Текст для чтения =>
►
Брут не падал духом. Вопреки пораженческим настроениям, охватившим все семейство, он по-прежнему продолжал верить, что власть Антония недолговечна. Скоро и сенаторы, и народ поймут, что он из себя представляет, и призовут тираноборцев назад, ибо с ними связаны все надежды на возрождение города. То же самое, кстати, утверждал и Цицерон: «Спасение Республики зависит от Брута и его партии». Правда, Марк не знал, что старый политик, в своих письмах называя его не иначе как мстителем за отчизну, другим корреспондентам жаловался на его нерешительность в дни Мартовских ид и желчно укорял его в ребячестве и незрелости. По его мнению, Брут, если он мужчина, просто обязан был лично явиться на заседание сената 3 июня, когда будет решаться вопрос о его назначении.

Да, Марк Туллий частенько позволял себе в один и тот же день в письмах разным людям излагать взаимоисключающие соображения. Брать таких людей в советчики опасно. Однако Брут чувствовал такую растерянность, что малейшие признаки симпатии принимал за чистую монету. Все-таки Цицерон не забыл о нем...
◄
Задания =>
(a) Когда, по мнению Цицерона, Брут был обязан лично явиться на заседание сената, если судить по тексту о Бруте?
(b) Продолжите текст о Бруте и Цицероне, начиная сразу после его последнего предложения.
Приведённые ниже данные здесь никак не используются.

Исходные данные =>
►
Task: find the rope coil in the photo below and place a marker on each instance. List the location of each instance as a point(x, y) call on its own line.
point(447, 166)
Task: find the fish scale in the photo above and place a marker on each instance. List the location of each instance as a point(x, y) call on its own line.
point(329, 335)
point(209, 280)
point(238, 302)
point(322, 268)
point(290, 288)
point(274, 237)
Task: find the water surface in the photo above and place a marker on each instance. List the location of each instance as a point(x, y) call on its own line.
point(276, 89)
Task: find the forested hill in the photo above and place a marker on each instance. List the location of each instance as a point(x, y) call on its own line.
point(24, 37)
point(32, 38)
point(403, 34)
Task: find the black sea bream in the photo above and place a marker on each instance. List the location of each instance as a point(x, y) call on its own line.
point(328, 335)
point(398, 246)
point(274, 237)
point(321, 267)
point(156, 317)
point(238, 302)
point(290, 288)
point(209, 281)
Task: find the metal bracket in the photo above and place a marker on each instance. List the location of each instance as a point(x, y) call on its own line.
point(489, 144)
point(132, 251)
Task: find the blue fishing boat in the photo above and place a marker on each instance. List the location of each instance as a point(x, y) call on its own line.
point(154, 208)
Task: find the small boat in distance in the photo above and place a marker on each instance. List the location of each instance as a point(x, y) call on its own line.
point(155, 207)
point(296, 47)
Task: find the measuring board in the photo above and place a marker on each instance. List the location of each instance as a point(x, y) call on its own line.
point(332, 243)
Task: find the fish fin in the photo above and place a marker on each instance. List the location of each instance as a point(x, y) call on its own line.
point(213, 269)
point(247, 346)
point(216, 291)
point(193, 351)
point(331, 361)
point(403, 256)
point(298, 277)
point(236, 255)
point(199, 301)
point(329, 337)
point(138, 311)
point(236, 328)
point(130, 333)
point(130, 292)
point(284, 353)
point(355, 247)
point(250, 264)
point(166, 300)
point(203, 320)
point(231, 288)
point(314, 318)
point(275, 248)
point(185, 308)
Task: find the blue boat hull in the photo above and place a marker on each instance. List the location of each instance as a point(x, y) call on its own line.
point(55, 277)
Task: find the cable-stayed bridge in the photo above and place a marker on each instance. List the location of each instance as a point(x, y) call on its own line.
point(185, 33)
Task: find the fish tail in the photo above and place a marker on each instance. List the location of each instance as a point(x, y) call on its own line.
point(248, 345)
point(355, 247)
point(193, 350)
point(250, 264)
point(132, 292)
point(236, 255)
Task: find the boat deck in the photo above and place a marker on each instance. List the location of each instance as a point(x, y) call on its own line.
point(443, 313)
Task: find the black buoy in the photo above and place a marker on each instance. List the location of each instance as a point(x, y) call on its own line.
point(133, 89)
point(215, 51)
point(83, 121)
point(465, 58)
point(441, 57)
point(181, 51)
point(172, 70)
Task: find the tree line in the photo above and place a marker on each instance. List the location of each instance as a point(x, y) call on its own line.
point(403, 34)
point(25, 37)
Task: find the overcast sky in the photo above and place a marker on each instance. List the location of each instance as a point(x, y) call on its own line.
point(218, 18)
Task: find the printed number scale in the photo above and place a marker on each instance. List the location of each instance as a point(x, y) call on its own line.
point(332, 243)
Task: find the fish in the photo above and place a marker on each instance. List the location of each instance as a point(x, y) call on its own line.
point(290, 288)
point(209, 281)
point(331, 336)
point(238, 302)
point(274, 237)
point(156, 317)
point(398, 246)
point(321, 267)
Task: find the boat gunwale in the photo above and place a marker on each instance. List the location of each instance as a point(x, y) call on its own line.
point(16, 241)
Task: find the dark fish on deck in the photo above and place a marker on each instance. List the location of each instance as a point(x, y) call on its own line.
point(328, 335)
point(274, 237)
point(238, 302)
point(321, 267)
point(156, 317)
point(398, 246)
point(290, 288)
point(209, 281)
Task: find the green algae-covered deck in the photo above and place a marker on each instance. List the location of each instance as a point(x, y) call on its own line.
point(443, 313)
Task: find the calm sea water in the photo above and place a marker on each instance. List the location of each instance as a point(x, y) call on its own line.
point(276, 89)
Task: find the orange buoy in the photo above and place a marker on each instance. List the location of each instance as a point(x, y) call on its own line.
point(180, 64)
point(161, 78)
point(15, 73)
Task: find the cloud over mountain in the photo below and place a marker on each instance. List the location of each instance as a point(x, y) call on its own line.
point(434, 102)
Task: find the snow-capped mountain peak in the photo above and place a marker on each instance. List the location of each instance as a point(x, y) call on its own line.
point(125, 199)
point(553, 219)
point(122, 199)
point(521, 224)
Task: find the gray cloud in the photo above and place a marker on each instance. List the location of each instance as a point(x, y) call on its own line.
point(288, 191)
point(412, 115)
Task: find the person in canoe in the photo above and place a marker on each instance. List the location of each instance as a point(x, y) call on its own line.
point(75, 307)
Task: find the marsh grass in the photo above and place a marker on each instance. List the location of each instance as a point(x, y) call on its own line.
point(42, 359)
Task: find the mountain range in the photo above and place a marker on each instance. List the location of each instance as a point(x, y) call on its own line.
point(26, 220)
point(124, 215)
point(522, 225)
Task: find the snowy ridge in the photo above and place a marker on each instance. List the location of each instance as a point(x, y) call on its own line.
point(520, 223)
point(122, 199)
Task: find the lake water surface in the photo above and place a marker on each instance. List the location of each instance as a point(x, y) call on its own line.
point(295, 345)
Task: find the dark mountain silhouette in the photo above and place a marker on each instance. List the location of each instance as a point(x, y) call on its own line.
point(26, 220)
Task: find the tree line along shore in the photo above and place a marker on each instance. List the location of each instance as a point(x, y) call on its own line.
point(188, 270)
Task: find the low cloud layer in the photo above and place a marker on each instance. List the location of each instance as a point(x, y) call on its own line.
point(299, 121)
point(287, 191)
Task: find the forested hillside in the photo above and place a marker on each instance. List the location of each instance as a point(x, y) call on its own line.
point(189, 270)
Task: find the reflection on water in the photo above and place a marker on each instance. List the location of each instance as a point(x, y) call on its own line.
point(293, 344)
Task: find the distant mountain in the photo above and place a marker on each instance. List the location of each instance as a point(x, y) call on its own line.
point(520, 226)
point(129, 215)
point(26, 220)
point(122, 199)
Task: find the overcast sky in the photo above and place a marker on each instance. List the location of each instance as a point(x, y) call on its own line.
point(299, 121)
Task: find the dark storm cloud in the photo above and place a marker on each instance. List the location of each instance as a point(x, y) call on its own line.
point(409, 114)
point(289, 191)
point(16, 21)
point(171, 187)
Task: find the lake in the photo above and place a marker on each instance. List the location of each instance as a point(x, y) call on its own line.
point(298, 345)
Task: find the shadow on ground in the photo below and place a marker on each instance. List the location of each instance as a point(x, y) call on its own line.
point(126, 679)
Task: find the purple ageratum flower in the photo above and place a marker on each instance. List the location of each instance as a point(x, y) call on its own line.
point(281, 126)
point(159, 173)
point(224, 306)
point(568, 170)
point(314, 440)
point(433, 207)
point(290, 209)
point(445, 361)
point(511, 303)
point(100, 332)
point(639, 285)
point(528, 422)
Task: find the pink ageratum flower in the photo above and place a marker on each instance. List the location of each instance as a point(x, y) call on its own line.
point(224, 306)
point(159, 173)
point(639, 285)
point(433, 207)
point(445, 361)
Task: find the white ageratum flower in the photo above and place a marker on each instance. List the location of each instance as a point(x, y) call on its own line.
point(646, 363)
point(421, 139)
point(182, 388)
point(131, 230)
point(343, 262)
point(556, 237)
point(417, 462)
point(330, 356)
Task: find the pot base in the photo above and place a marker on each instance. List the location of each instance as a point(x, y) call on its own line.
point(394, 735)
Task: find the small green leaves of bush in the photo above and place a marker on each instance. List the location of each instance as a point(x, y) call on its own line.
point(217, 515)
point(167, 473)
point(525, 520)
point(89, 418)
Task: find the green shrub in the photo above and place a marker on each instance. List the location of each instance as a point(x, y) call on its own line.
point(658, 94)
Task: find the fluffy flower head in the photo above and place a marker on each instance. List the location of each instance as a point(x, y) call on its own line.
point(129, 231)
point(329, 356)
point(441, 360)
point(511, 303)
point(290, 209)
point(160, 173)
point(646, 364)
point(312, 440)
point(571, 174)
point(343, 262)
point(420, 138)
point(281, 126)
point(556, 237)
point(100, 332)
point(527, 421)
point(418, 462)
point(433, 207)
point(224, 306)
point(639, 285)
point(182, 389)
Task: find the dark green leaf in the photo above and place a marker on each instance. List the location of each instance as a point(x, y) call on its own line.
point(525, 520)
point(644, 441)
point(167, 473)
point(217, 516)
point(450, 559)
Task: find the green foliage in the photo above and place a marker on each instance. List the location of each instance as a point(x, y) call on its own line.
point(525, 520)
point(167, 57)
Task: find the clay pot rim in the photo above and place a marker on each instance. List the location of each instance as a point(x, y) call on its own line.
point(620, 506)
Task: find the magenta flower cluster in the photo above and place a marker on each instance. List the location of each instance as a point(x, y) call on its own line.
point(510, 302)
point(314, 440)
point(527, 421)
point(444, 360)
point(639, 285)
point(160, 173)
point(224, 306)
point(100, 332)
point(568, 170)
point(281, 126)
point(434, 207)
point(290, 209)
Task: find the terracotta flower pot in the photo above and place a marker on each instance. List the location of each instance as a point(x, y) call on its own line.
◄
►
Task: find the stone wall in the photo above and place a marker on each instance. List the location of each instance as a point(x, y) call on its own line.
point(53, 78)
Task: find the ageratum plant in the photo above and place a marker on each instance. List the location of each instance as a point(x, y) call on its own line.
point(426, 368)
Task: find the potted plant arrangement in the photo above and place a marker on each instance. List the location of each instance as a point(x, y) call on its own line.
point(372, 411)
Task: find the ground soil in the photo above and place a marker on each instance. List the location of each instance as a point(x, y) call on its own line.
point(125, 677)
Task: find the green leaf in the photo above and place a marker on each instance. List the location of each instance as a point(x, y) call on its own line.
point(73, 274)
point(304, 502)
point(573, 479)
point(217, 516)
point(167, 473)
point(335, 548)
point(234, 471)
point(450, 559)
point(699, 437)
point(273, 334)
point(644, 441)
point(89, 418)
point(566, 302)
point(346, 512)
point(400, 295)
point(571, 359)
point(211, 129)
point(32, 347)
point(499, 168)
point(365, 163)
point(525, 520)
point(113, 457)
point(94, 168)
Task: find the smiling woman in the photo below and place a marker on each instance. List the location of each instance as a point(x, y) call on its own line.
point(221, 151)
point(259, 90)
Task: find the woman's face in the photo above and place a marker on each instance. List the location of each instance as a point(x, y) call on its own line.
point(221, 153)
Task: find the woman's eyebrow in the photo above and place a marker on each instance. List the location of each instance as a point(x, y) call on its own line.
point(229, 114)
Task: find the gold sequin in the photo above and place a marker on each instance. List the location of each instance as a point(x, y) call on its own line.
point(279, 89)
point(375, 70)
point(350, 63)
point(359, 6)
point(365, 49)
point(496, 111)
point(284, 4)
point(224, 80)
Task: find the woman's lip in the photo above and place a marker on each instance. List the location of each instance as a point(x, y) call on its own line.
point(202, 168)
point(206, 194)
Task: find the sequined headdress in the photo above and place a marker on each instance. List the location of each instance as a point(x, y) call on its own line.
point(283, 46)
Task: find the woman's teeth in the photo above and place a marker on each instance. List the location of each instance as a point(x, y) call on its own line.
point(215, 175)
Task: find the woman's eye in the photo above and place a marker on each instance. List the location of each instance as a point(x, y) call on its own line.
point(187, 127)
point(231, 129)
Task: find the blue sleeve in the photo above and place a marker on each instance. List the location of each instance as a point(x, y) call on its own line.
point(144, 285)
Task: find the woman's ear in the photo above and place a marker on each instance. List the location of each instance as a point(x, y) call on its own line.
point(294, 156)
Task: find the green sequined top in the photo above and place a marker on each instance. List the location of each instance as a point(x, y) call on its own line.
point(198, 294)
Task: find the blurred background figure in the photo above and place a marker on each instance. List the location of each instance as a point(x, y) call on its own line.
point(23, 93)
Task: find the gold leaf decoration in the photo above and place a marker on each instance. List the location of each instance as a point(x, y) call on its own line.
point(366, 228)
◄
Ответы к заданиям =>
(a) 3 июня, когда будет решаться вопрос о его назначении.

(b)
Какую игру вел старый консуляр? Все ту же, в какой поднаторел со времени своего изгнания, когда он понял, как важно уметь быть гибким и не идти против течения. Если он о чем и сожалел, то не о республике, а своей роли в ней. Над ним будет стоять хозяин? Ну и пусть, лишь бы не вредил его интересам и льстил его тщеславию. Не зря он так сердечно принял юного Октавия, только что вернувшегося в Италию. Наследник Цезаря, в знак траура отпустивший жидкую бороденку, которую поклялся не брить, пока не отомстит за «отца», пользовался гостеприимством Цицерона, очевидно, не подозревая, что тот регулярно шлет восторженные письма убийцам диктатора.

Вся эта двойная игра не укрылась от зоркого взора Сервилии. Она никогда не питала приязненных чувств к Марку Туллию, и теперь ее бесило, что ее сын верит каждому слову старого лицемера и связывает с ним свои надежды.

Брут действительно отправил Цицерону текст своей речи, произнесенной на Капитолии вечером Мартовских ид, с просьбой просмотреть ее перед публикацией. Какого отзыва он ждал от критика, чей ораторский и литературный стиль решительно расходился с его собственным? Свое мнение о речи Брута Цицерон поспешил сообщить Аттику:

«Ты желаешь, чтобы я разобрал речь Брута? Изволь, милый мой Аттик, я расскажу тебе все, что о ней думаю, а опыт у меня в этом деле немалый. Нет на свете оратора или поэта, который не был бы убежден в собственном превосходстве над прочими. Это относится и к самым никудышным, что же сказать о Бруте, который и умен, и образован? С той поры, как он обнародовал свое заявление, мы знаем, как к нему относиться. Ты ведь попросил меня написать эту речь для него, что я и сделал, и, полагаю, неплохо, однако он счел, что его собственное творение гораздо лучше. Мало того, когда, поддавшись на его уговоры, я сочинил трактат о красноречии, он написал мне, как, впрочем, и тебе, что наши с ним вкусы расходятся. Так что, нравится это тебе или нет, в деле сочинительства — каждый сам за себя! Как говорится, вкус вкусу не образчик![101]»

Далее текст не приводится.